Legal

Terms and Conditions

Last updated: 12 April 2026

These Terms govern use of our public website and set out general rules for engaging our studio. Paid work, SaaS builds, SLAs, and IP transfer are defined in your statement of work (SOW) or master services agreement (MSA), which prevail if they conflict with this page for that engagement.

1. Agreement

These Terms and Conditions (“Terms”) govern access to and use of the website at addictedsoftware.com by Addicted Software (“we”, “us”, “our”). By using the site you accept these Terms. If you disagree, do not use the site. If you enter into a separate contract with us, that contract applies to professional services in addition to these Terms where stated.

2. Definitions

  • Services: digital product engineering, design, consulting, and related professional services we provide to clients.
  • Deliverables: software, designs, documentation, or other materials specified in a SOW or order.
  • Client materials: data, content, credentials, trademarks, and systems you provide for us to perform Services.

3. Website vs client engagements

Marketing content on this site (including case studies and capability descriptions) is for general information and does not constitute an offer or guarantee of results. A binding engagement requires a signed or accepted written agreement (SOW, order form, or MSA) including scope, fees, and schedule. In case of conflict between these Terms and such an agreement, the agreement governs the Services.

4. Professional services (summary)

Unless your contract states otherwise:

  • You grant us timely access, decisions, and Client materials needed to perform the Services;
  • We perform Services with reasonable skill and care, using suitably qualified personnel;
  • Change requests may be handled via change orders or written amendment with adjusted fees or timelines;
  • Acceptance of Deliverables is as defined in your SOW (e.g. acceptance period, material defects);
  • Ongoing support, hosting, SLAs, and uptime commitments apply only if explicitly included in writing.

5. Fees, expenses, and taxes

Fees, invoicing schedule, currency, and late payment terms are set in your contract. Unless agreed otherwise, expenses (travel, third-party licences passed through at cost, etc.) are invoiced as stated in the SOW. You are responsible for applicable taxes, duties, and withholding unless reverse-charged or exempt under applicable law.

6. Intellectual property

Our website and marketing assets remain our property or our licensors’. You may link to our site and quote short excerpts with attribution; broader reproduction requires consent.

Stored rows:

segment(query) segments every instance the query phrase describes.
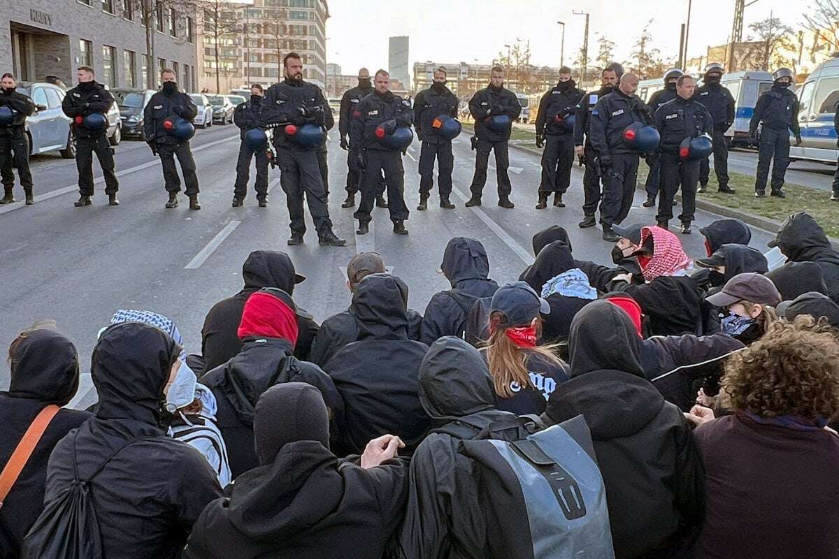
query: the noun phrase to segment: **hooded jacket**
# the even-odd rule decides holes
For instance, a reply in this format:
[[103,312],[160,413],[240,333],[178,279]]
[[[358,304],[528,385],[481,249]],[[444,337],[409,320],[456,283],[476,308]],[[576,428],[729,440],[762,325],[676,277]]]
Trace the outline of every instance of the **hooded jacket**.
[[432,344],[443,336],[461,336],[475,301],[492,297],[498,284],[489,279],[489,258],[475,239],[454,237],[443,254],[440,269],[451,284],[435,293],[423,317],[420,341]]
[[307,398],[305,385],[282,388],[289,390],[269,390],[257,407],[266,427],[257,444],[271,447],[265,456],[275,458],[261,460],[204,510],[185,556],[379,559],[405,505],[407,468],[400,460],[369,469],[339,461],[312,432],[313,420],[326,427],[323,401]]
[[410,453],[429,427],[417,380],[428,346],[408,339],[404,300],[388,274],[362,279],[350,310],[358,341],[339,349],[324,368],[344,402],[336,453],[360,453],[371,439],[388,433],[401,437]]
[[96,414],[50,457],[44,504],[67,490],[74,469],[88,479],[105,464],[88,488],[107,559],[180,556],[192,524],[221,494],[201,453],[164,431],[163,391],[176,348],[148,324],[105,330],[91,360]]
[[[44,406],[65,406],[79,387],[79,357],[67,338],[35,330],[18,343],[8,391],[0,392],[0,470]],[[90,414],[62,409],[53,417],[0,507],[0,557],[18,557],[20,544],[44,508],[47,461],[55,444]]]
[[[440,431],[432,432],[411,458],[404,520],[388,556],[493,557],[479,495],[478,468],[457,452],[463,437],[445,430],[453,426],[472,433],[471,438],[490,423],[516,416],[495,408],[492,379],[477,349],[451,336],[435,341],[423,360],[420,401]],[[511,440],[522,436],[515,428],[508,434]]]
[[703,512],[704,473],[690,428],[644,378],[640,342],[616,305],[586,305],[571,324],[571,379],[554,391],[545,412],[555,423],[586,417],[618,559],[667,556]]
[[810,214],[800,211],[789,215],[769,246],[777,246],[794,262],[818,264],[827,286],[827,296],[839,303],[839,252],[833,250],[827,236]]
[[[289,295],[294,285],[305,277],[294,272],[289,255],[277,251],[254,251],[242,267],[245,287],[238,293],[219,301],[204,318],[201,329],[201,353],[204,355],[204,372],[223,365],[242,349],[242,340],[237,334],[242,320],[242,310],[251,293],[263,287],[278,287]],[[312,340],[318,325],[310,314],[297,308],[297,343],[294,356],[305,360],[309,357]]]

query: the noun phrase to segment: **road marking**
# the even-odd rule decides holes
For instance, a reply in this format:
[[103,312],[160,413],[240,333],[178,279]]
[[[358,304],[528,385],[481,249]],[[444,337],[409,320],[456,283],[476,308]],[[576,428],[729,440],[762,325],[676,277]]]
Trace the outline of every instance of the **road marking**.
[[210,257],[210,255],[221,246],[227,236],[233,232],[233,230],[239,226],[241,221],[232,220],[224,226],[218,235],[207,243],[207,246],[201,249],[201,251],[195,255],[195,257],[190,261],[190,263],[184,267],[185,270],[197,270],[201,267],[201,264]]
[[[235,138],[237,138],[237,137],[239,137],[238,136],[231,136],[230,137],[226,137],[226,138],[223,138],[223,139],[221,139],[221,140],[215,140],[215,141],[211,142],[209,143],[205,143],[203,145],[198,146],[197,148],[194,148],[192,150],[192,153],[195,153],[195,152],[200,152],[202,149],[206,149],[207,148],[212,148],[213,146],[216,146],[216,145],[218,145],[220,143],[223,143],[225,142],[229,142],[230,140],[232,140],[232,139],[235,139]],[[116,174],[117,174],[117,177],[122,177],[122,176],[127,175],[128,173],[136,173],[137,171],[142,171],[144,168],[149,168],[149,167],[154,167],[154,165],[159,165],[159,164],[160,164],[159,159],[154,158],[154,159],[152,159],[151,161],[148,161],[148,162],[146,162],[144,163],[140,163],[139,165],[135,165],[134,167],[129,167],[127,169],[122,169],[122,171],[117,171]],[[104,183],[104,182],[105,182],[105,177],[104,176],[99,177],[98,179],[96,179],[93,180],[93,184],[100,184]],[[56,189],[55,190],[51,190],[51,191],[50,191],[50,192],[48,192],[46,194],[39,194],[39,195],[35,196],[35,201],[36,202],[43,202],[44,200],[48,200],[50,198],[55,198],[56,196],[60,196],[62,194],[66,194],[70,193],[70,192],[78,192],[78,191],[79,191],[79,185],[78,185],[78,183],[76,183],[75,184],[70,184],[69,186],[64,186],[64,187],[61,187],[60,189]],[[24,204],[23,204],[23,202],[15,202],[14,204],[9,204],[8,205],[5,205],[5,206],[0,208],[0,214],[5,214],[5,213],[8,213],[8,212],[10,212],[10,211],[13,211],[15,210],[20,210],[21,208],[23,207],[23,205]]]

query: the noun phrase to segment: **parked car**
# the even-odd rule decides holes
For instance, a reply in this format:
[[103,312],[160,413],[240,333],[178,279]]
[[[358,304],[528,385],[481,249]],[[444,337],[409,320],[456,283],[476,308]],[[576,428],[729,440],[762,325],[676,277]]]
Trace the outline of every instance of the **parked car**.
[[153,90],[112,90],[111,93],[119,106],[119,116],[122,122],[122,132],[125,137],[137,137],[143,142],[146,135],[143,132],[143,114],[146,105],[154,95]]
[[212,122],[227,124],[233,122],[233,109],[236,107],[231,104],[230,100],[223,95],[208,95],[207,101],[212,107]]
[[212,126],[212,106],[210,100],[203,93],[190,93],[190,96],[198,108],[198,115],[192,123],[199,128],[209,128]]

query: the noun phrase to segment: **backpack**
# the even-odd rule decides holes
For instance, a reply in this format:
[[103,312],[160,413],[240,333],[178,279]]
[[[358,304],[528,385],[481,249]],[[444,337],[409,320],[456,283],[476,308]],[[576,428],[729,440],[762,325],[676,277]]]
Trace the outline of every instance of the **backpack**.
[[[513,419],[530,431],[531,418]],[[509,433],[512,420],[473,430],[458,448],[477,466],[492,556],[613,559],[606,489],[582,416],[513,440],[493,436],[505,427]]]

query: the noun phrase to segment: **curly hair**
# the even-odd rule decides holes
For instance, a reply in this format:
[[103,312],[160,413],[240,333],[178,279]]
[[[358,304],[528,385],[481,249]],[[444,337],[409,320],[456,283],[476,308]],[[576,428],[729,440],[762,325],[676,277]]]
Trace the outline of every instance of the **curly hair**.
[[810,316],[771,322],[765,334],[732,355],[723,402],[763,417],[831,419],[839,412],[839,341]]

Task 1:
According to the terms and conditions, what does a binding engagement with the studio require?
Task 2:
Continue the terms and conditions from the point where they stop.

Right answer 1:
A signed or accepted written agreement (an SOW, order form, or MSA) that includes scope, fees, and schedule.

Right answer 2:
Client engagements: ownership and licence of Deliverables, pre-existing tools (“background IP”), and third-party open-source components are defined in your contract. Typically you receive a licence or assignment to custom work product upon payment, subject to retained rights in generic frameworks and third-party components.

You warrant you have rights to Client materials and that their use in the Services does not infringe third-party rights.

7. Confidentiality

Each party may receive confidential information from the other. The receiving party will use reasonable care to protect it and use it only for the purpose of the engagement, subject to exceptions (public domain, independently developed, lawful disclosure). Specific NDA terms in your MSA or SOW apply where signed.

8. AI and third-party services in delivery

We may use tools (including AI-assisted development or cloud APIs) to deliver Services efficiently, in line with confidentiality and your instructions. For products that expose AI features to your end users, responsibilities for prompts, training data, model providers, and compliance (including EU AI Act readiness where relevant) are allocated in the project agreement unless otherwise required by law.

9. Warranties and disclaimer

We warrant Services are performed in a professional manner consistent with the contract. Except as expressly stated in writing, we disclaim implied warranties of merchantability, fitness for a particular purpose, and non-infringement to the fullest extent permitted by law. The site itself is provided “as is” and “as available” without warranty of uninterrupted or error-free operation.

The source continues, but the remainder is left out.